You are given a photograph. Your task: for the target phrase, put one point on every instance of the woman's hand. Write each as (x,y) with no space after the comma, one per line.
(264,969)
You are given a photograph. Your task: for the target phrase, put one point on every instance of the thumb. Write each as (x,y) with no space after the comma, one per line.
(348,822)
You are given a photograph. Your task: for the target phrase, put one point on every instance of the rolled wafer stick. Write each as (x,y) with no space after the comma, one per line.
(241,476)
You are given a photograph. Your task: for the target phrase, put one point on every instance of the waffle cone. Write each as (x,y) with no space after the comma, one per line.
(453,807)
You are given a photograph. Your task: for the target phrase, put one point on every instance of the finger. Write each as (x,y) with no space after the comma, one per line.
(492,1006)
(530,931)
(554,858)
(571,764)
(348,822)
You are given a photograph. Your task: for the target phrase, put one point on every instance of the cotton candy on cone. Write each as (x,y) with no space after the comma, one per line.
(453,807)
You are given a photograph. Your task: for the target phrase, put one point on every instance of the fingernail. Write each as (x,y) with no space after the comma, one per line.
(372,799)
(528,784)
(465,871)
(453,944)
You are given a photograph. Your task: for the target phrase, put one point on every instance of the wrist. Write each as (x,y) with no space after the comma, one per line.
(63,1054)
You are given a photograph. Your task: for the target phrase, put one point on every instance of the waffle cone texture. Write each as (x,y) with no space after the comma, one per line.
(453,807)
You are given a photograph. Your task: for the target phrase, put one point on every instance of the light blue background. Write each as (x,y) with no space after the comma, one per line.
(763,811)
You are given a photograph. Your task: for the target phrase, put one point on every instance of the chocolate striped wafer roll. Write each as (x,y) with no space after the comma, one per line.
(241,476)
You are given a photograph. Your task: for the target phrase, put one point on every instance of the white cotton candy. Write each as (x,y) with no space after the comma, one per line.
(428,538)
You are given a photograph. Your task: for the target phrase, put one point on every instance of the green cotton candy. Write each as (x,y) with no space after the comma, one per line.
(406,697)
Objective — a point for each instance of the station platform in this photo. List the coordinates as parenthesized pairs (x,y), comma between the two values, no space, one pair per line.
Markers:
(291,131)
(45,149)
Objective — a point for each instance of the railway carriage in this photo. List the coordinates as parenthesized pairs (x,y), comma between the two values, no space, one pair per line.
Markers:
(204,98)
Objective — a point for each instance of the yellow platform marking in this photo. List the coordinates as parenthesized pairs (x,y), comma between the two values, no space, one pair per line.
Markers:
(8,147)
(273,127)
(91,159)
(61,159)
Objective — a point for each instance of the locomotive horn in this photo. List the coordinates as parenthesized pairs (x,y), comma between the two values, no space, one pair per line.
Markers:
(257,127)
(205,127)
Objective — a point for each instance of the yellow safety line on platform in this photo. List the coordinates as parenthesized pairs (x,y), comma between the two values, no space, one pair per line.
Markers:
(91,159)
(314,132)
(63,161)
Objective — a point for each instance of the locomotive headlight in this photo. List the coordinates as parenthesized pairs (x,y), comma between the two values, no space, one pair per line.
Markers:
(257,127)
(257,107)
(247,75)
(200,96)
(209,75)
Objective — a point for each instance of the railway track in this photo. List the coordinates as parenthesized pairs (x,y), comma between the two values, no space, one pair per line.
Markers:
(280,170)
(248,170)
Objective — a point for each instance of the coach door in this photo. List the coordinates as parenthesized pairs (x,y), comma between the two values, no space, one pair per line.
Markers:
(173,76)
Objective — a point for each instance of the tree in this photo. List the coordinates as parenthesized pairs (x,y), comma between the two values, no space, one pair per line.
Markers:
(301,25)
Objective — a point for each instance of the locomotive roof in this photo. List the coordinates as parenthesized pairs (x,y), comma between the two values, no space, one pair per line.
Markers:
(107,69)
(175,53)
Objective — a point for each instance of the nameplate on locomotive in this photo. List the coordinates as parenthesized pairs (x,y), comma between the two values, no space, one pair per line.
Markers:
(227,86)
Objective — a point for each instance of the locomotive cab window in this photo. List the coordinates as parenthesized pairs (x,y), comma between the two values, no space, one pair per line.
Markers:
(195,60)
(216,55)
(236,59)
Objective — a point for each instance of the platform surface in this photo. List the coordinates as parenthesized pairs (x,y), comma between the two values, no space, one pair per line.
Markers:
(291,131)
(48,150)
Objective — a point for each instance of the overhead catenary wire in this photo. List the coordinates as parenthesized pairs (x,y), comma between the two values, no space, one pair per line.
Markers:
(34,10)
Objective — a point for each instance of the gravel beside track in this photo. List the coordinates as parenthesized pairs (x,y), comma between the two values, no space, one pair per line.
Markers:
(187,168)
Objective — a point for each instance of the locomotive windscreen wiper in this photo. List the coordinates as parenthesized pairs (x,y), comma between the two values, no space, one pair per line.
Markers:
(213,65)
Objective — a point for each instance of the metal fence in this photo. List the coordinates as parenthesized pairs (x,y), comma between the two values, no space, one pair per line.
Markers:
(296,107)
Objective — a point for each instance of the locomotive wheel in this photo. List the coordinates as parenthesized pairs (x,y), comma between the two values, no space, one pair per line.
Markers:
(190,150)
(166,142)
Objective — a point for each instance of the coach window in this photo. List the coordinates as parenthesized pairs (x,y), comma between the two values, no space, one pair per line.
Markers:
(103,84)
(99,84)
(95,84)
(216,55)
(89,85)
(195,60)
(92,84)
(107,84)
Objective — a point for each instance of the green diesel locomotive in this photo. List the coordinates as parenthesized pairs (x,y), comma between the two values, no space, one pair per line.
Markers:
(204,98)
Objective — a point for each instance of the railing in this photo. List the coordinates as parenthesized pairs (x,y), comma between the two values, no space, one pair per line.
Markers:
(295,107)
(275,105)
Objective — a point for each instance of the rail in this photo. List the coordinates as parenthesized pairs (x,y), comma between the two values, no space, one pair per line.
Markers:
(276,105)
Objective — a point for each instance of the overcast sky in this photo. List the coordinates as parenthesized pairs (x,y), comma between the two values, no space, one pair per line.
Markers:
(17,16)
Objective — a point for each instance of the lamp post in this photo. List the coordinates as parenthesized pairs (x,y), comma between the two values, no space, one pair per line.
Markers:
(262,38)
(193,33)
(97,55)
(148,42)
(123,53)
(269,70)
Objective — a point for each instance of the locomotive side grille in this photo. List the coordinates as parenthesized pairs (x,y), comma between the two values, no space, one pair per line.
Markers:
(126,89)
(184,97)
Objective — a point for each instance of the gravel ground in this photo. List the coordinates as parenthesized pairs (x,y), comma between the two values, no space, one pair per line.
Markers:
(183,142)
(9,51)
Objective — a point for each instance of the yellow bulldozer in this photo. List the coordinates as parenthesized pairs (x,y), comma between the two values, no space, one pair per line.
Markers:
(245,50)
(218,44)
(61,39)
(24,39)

—————

▶ TASK OBJECTIVE: Output an exact copy of the lines beginning at the one that holds "Objective — a point for each instance of the railing" and running through the final line of the records.

▶ FINISHED TASK:
Objective — a point for each instance of the railing in this photo. List the coordinates as parenthesized pairs (x,y), comma between the two values, no space, one pair per line.
Markers:
(295,107)
(275,105)
Objective — a point for each instance of the rail in this photo. List the coordinates as parenthesized pairs (x,y), comma between the two values, no space, one pair per line.
Markers:
(276,105)
Objective — a point for each instance of the overcast sky in this photo. List the coordinates as parenthesized pairs (x,y), comma between the two values, no space, one pair per line.
Markers:
(17,16)
Objective — a point for each instance of the lamp post in this photo. List the coordinates as parenthesized pairs (x,y), comma between the two values, no space, one pair per line.
Markers:
(262,38)
(193,33)
(97,55)
(148,42)
(123,53)
(269,70)
Objective — a point for each instance of the locomotive side grille in this photo. List the coordinates as parenthesized pairs (x,y), comma between the two values, no space, one pair per line.
Markers:
(126,89)
(184,97)
Objective — a point for each instance of the gravel ground in this photo. List the coordinates as parenthesized pairs (x,y), comma between the two values, no space, one pair per line.
Markers:
(183,142)
(9,51)
Objective — a point for each instance of the yellow bulldozer in this photo. List the coordinates as parenthesized pairs (x,y), comma between the two values, no space, one pair per line.
Markers:
(245,50)
(218,44)
(61,39)
(24,39)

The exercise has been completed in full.